Referring expression pointing data
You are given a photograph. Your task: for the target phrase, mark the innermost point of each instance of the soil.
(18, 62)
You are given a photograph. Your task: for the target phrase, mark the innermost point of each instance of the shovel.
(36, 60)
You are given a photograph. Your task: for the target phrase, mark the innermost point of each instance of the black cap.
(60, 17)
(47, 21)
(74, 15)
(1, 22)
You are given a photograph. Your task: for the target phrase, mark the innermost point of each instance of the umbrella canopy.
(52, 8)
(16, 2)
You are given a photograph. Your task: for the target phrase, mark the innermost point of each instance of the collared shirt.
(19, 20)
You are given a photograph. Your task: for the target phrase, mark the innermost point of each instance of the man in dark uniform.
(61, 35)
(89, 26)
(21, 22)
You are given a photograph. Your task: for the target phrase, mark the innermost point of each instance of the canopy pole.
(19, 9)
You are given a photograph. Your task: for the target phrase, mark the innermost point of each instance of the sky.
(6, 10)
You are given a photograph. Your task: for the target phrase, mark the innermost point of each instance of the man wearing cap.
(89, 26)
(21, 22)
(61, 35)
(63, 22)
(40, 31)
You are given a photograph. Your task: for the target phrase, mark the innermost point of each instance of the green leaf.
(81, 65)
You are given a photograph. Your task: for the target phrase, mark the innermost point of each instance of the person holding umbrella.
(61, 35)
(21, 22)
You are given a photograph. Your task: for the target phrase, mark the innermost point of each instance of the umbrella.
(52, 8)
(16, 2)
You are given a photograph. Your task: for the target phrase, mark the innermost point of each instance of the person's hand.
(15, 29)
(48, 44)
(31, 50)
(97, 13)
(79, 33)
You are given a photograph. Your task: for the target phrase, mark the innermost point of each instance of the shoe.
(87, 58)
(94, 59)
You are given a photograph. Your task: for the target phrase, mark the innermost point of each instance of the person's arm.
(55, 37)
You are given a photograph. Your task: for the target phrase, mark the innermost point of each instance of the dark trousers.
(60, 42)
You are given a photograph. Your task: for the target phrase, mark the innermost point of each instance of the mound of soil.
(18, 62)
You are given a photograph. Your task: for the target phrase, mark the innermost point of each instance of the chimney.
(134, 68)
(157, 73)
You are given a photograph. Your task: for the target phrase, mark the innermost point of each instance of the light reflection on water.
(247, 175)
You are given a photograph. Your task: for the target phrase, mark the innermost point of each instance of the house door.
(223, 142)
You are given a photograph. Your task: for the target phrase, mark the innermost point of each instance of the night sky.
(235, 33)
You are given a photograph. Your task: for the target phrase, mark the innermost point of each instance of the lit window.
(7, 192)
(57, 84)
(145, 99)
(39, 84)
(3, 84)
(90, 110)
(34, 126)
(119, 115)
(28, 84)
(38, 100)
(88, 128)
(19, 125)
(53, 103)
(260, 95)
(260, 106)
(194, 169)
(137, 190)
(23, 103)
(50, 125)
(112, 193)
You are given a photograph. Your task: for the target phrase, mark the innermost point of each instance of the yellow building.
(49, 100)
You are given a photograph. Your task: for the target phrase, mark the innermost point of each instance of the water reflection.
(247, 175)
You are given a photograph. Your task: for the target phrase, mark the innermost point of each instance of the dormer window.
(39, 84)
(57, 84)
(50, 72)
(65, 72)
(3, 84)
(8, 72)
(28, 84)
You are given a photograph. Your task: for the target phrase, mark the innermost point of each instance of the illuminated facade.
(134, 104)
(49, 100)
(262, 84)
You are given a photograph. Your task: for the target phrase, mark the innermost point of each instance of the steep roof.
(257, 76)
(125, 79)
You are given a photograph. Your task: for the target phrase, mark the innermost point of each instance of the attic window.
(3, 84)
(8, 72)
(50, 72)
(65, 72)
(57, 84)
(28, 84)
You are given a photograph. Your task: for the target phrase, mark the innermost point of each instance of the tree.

» **Exercise directions**
Your answer must be the full set of entries, copied exactly.

» **Answer for this exercise**
You are given a photograph. Your task: for the target phrase, mark the innermost point of each instance of the soil.
(18, 62)
You are given a photograph. Your task: for the target phrase, mark the innermost point of each instance of the shovel.
(36, 60)
You are given a photograph. Your task: for the target phrase, mark the innermost point of each instance of the black cap.
(60, 17)
(47, 21)
(74, 15)
(1, 22)
You are given a photograph. Your task: for the target phrase, mark the innermost point of each instance of the umbrella canopy.
(52, 8)
(16, 2)
You are given a photograph. Your task: for the target phrase, mark the innermost point of each instance of the collared shirt.
(19, 20)
You are given a photograph. Your task: for the target phrase, mark the innermost point of each instance of the man in dark uniform.
(61, 35)
(89, 26)
(21, 22)
You are given a photograph. Your task: for the target phrase, mark the innermost point of each instance of the canopy pole.
(19, 9)
You are given a photograph. Your task: for the target phrase, mark the innermost point of each instance of the sky.
(6, 10)
You are given a photograph. Your task: for the target phrase, mark the innermost point of each instance of the man wearing cap.
(89, 26)
(21, 22)
(61, 35)
(63, 22)
(40, 31)
You are given a photograph. Your task: for the target phrase, mark the innermost point of each instance of the green leaf.
(81, 65)
You are given a photograph. Your task: for the target phrase, mark the innermost point of each instance of the person holding umbrella.
(61, 35)
(21, 22)
You are given a photograph. Your task: for the target phrase, mark the innermost point of each instance of the umbrella.
(52, 8)
(16, 2)
You are given a photograph. Your task: for the target phrase, mark the innermost point of each instance of the person's hand.
(15, 29)
(48, 44)
(31, 50)
(97, 13)
(79, 33)
You are given a photograph. Your task: for the target phrase, mark the innermost point of each instance of the shoe.
(87, 58)
(94, 59)
You are given a photograph. Your task: for the target phrase, mark the innermost point of each instance of the person's arm.
(55, 37)
You are given a photograph. Your task: for the target phrase, mark the innermost point of each instance of the dark trousers.
(60, 42)
You are given a photograph. Your task: for the target phrase, mark the innermost point of each instance of the mound of soil.
(18, 62)
You are given a photograph. Your task: for the target phrase, mark the innermost point of each instance of the chimney.
(134, 68)
(157, 73)
You are given a photograph. Your task: for the target phrase, mark the innermost point of each instance of the light reflection on water.
(247, 175)
You are given a photograph. Your task: for the target phrase, mark the innermost point of each instance of the house door.
(223, 142)
You are given a photograph. Your task: for the target phrase, mark the innermost point of each instance of the night sky.
(235, 33)
You are given a photograph. Your task: for the target phrase, mark the innermost point of each instance of the lit window.
(7, 192)
(57, 84)
(145, 99)
(39, 84)
(3, 84)
(90, 110)
(34, 126)
(119, 115)
(28, 84)
(38, 100)
(88, 128)
(19, 125)
(53, 103)
(260, 95)
(260, 106)
(194, 169)
(137, 190)
(23, 103)
(50, 125)
(112, 193)
You are given a photograph. Your task: for the target phrase, mark the innermost point of each instance of the yellow building.
(49, 100)
You are given a photograph. Your task: for the target phrase, mark the innermost point of each instance of the water reflection.
(247, 175)
You are given a photograph. Your task: for the target phrase, mark the innermost point of each instance of the dormer window.
(39, 84)
(57, 84)
(50, 72)
(65, 72)
(3, 84)
(8, 72)
(28, 84)
You are given a photograph. Your task: for the target phrase, mark the innermost point of each instance of the illuminated facade.
(134, 104)
(49, 100)
(262, 84)
You are given a photograph. Your task: for the target phrase, mark the innermost point of each instance of the steep roof.
(257, 76)
(125, 79)
You are given a photograph. Your task: for the target phrase, mark the innermost point of each instance of the attic window.
(3, 84)
(8, 72)
(50, 72)
(65, 72)
(57, 84)
(28, 84)
You are given a photograph. Your task: for the target phrase, mark the innermost point of each instance of the tree.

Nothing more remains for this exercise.